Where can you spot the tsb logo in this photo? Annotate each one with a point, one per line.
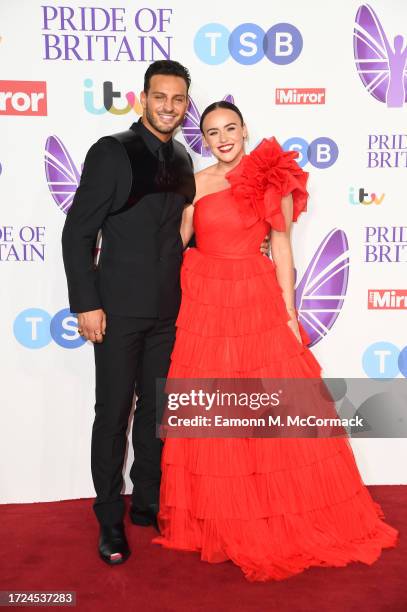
(384, 360)
(23, 98)
(35, 328)
(248, 43)
(321, 152)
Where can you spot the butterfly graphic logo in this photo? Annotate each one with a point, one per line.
(381, 67)
(320, 294)
(62, 175)
(190, 128)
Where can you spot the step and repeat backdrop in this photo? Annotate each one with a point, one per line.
(326, 79)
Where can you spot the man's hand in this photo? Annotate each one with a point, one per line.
(265, 245)
(92, 325)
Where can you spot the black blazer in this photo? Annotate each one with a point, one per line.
(122, 193)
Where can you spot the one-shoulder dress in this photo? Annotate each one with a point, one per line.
(273, 506)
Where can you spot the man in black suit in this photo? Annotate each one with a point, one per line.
(134, 187)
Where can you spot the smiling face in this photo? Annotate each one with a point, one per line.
(224, 134)
(164, 104)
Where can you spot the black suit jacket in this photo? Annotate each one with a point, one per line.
(139, 264)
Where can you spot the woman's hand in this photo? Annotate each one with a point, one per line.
(293, 325)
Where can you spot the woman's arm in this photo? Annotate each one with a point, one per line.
(283, 258)
(187, 225)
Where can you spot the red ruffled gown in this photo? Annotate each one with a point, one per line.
(273, 506)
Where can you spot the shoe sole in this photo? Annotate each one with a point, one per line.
(118, 561)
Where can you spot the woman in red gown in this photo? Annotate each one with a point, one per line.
(274, 506)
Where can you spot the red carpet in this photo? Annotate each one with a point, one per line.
(52, 546)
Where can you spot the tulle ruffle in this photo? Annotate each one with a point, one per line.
(262, 178)
(273, 506)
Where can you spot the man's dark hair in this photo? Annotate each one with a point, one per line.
(166, 67)
(220, 104)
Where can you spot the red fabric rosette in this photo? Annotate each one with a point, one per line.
(262, 178)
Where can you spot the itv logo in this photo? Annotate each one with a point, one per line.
(109, 95)
(23, 98)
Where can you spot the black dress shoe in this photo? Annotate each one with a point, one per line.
(113, 546)
(145, 518)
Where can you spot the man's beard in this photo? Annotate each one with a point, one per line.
(162, 130)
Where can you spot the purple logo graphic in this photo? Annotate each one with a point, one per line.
(381, 68)
(191, 131)
(62, 175)
(385, 244)
(320, 294)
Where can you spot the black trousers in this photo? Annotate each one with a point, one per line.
(134, 353)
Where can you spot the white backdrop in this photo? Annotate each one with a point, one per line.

----

> [TASK REQUIREMENTS]: What is needed is an exact transcription of every entry, minus the pictures.

> [RESULT FOR THIS TASK]:
Where can you spot the tsb logo in this photo? Annotate each one with a point, one per line.
(384, 360)
(23, 98)
(35, 328)
(248, 43)
(321, 152)
Where can you spot the butterfly graphic logo in this photo? Annotate each one with a point, one per line.
(381, 67)
(320, 294)
(62, 175)
(190, 128)
Where can you spot the step and repeat backdrop in this photo? Annotate each one with a point, one per line.
(326, 79)
Where can you spot the man's hand in this photo? Annotate each one with a point, one per line.
(265, 245)
(92, 325)
Where can you spot the black blazer in this photo? Annotate each one with a point, one per line.
(122, 193)
Where can you spot the one-shoulder dress in this photo? Annotate each one with a point, one per line.
(273, 506)
Where can you spot the man in black suit in this photo? Annotate each one with a point, one per line.
(134, 187)
Where can you spot the smiling face in this photo? Annotate each one with a point, one per line.
(224, 134)
(164, 104)
Where can you spot the black suit jacket in this photo? Annotate each one with a point, one per line.
(139, 264)
Where can you spot the woman's hand in this photo? Annotate each one with a point, one per line.
(293, 325)
Where can you spot the woman's arm in this photo? Annotate each one with a point, one per line.
(283, 258)
(187, 225)
Where can you spot the red ruffled gown in this photo? Annotate each one with a point, one per line.
(273, 506)
Where can you spot the shoe sole in this photo? Annotate each one with a point, one per line.
(118, 561)
Where can you spot the woman in red gown in this photo? Annotate each one with a point, one per line.
(274, 506)
Where can you spot the red carpet in this photo? Annotate each one with a point, one per line.
(52, 546)
Where can you spot the tulle ruffle in this photo? Annotate each one with a point, one per line.
(262, 178)
(273, 506)
Where can you spot the man's dark hair in this photo? Annotate each one with a point, one per line.
(166, 67)
(220, 104)
Where can you spot the red fabric rosette in this photo? Annotate each one with a point, one per line.
(262, 178)
Where can you spot the itv logo in this photo? Annotate each one with a point, one per line.
(109, 95)
(23, 98)
Where can you spot the black dress shoe in this photo? Annotate each one with a point, one per line.
(113, 546)
(145, 518)
Where can you spot the man's beard in this photo? Annotate each one with a point, one per line.
(162, 130)
Where can you spot the purple logo graphic in this photo? Annotate each one with a point, one per line.
(381, 68)
(191, 131)
(62, 175)
(385, 244)
(320, 294)
Where can you spot the black trousers in this photo? Annotate each one with a point, one per line.
(134, 353)
Where can you spot the white backdrop in this photo? Annotate each one with a point, one per line.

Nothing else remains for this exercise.